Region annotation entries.
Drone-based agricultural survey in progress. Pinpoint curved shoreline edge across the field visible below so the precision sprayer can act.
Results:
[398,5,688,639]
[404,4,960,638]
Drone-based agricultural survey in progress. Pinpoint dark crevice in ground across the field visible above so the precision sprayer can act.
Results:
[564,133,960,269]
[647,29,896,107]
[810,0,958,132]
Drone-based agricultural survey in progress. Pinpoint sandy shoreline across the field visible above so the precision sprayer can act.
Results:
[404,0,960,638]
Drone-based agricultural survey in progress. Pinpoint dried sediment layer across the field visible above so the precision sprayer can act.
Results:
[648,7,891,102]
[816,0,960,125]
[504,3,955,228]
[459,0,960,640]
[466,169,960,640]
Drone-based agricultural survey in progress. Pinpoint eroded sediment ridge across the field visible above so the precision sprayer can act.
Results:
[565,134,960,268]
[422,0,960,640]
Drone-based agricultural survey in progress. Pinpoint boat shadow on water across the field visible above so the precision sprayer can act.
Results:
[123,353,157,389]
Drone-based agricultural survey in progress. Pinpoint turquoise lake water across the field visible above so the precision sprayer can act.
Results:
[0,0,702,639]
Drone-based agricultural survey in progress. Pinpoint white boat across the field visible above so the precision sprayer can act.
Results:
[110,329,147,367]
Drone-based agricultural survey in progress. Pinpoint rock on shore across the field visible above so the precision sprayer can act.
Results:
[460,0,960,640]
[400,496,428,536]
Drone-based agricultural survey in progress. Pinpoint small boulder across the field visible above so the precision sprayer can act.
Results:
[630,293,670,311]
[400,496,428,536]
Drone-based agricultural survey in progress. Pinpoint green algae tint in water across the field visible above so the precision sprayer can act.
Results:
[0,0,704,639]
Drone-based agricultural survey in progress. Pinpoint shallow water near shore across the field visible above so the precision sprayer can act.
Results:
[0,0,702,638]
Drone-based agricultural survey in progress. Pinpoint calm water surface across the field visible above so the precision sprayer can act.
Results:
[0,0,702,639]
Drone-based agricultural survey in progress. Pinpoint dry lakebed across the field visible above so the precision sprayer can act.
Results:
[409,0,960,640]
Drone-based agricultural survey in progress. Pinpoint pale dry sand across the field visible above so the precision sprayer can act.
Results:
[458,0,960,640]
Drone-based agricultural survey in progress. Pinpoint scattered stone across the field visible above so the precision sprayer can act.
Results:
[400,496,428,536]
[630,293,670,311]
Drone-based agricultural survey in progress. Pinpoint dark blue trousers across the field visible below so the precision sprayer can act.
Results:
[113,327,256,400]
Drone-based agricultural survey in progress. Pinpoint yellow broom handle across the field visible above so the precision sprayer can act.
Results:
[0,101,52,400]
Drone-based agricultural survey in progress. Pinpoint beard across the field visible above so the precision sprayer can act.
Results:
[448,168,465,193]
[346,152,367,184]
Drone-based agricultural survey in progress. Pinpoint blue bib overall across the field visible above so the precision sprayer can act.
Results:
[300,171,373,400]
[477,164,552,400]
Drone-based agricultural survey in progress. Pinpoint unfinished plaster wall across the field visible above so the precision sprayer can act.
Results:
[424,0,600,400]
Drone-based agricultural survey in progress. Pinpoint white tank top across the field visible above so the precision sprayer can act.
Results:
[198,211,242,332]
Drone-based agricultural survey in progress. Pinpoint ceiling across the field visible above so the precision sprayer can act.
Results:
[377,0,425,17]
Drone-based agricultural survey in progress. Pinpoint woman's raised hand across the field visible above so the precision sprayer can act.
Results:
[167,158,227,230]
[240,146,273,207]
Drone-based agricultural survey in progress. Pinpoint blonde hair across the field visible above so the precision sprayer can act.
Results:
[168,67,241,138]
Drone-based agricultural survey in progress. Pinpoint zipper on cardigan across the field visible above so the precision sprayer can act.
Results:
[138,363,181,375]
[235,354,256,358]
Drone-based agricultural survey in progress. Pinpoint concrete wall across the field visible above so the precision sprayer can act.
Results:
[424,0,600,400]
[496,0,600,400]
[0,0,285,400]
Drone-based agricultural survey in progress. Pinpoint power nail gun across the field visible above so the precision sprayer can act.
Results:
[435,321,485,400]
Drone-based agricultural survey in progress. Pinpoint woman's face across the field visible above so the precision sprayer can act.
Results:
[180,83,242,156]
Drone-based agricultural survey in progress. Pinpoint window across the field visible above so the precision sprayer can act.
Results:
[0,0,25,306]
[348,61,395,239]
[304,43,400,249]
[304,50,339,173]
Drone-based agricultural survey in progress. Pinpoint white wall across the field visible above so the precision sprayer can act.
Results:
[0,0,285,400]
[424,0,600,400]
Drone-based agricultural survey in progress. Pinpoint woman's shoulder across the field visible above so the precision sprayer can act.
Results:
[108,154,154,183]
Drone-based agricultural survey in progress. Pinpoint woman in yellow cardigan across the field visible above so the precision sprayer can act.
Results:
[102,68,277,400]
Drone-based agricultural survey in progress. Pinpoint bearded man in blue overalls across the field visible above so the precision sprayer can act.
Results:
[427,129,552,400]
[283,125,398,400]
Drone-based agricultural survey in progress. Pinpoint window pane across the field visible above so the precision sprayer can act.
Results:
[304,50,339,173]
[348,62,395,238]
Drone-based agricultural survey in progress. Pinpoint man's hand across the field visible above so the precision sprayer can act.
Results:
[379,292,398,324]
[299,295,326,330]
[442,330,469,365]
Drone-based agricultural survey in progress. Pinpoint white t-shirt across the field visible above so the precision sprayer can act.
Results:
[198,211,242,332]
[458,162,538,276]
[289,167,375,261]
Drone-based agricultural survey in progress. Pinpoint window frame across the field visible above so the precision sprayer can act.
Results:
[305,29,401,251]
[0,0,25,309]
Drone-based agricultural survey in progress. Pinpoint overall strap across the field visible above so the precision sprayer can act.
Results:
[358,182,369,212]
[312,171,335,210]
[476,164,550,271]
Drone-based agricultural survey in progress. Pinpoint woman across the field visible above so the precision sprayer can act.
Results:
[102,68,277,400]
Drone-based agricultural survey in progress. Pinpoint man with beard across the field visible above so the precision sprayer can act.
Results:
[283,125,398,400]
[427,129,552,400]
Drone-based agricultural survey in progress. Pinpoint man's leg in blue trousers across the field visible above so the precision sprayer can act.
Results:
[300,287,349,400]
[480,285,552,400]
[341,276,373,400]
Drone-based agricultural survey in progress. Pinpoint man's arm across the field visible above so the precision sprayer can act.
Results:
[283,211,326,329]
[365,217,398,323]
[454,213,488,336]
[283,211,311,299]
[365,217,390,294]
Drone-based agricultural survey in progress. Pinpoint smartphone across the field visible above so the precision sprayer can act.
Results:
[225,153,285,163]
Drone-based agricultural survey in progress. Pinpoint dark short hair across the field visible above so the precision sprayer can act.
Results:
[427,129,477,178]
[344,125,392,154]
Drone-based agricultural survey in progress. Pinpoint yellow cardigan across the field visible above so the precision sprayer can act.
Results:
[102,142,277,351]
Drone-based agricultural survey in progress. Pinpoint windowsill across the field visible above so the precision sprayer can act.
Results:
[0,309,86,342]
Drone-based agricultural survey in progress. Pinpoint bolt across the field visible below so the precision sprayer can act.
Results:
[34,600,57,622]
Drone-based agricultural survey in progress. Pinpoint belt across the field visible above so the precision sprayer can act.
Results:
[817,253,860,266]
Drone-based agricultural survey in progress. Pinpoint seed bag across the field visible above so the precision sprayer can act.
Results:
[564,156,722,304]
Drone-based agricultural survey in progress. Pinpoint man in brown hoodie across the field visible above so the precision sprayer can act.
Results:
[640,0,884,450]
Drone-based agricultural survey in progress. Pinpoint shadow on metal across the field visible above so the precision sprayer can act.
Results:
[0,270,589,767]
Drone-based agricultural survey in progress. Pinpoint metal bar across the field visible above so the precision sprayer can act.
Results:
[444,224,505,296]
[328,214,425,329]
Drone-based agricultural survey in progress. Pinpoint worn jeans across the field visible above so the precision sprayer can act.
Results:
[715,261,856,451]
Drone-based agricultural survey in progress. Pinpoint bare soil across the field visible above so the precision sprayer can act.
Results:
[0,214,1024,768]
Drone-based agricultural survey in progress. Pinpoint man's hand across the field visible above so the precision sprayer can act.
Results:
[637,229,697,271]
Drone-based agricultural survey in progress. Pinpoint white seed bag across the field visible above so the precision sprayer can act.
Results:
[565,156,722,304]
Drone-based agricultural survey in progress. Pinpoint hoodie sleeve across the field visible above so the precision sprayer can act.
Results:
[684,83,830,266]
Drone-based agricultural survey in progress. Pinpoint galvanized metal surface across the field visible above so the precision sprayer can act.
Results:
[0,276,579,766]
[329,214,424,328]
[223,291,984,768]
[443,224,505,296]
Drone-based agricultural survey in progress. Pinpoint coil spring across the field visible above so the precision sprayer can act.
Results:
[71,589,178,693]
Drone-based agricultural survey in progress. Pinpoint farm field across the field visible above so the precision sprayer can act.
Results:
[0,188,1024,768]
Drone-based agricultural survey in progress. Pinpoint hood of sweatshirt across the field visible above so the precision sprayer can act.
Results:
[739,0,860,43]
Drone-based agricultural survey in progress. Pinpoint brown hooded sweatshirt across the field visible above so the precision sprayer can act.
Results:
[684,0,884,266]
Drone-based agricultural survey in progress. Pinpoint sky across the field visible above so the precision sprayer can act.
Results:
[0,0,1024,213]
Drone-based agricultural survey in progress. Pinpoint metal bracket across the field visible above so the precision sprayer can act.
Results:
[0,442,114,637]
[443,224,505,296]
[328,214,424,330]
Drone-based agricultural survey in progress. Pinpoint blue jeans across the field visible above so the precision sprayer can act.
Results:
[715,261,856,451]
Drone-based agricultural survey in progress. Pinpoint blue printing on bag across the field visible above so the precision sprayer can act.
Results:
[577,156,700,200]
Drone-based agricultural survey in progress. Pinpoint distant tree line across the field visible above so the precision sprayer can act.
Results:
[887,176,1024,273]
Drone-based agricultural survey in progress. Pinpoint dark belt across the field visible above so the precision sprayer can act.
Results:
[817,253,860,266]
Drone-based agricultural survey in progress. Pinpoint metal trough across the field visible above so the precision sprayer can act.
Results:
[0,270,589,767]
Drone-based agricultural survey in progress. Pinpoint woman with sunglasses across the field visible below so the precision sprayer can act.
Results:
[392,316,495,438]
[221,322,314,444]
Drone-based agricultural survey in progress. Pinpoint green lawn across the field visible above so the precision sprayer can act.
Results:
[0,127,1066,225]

GOAL.
Give the lines of the records from the line containing "Drone-based agricultural survey in progress. Pinpoint green lawn" through the end as a JSON list of strings, one string per line, with blank lines omitted.

OUTPUT OF THE EXERCISE.
[
  "Drone-based agricultural survey in progress. Pinpoint green lawn across the field visible above so the precision sprayer can act.",
  "Results:",
  "[0,127,1066,225]"
]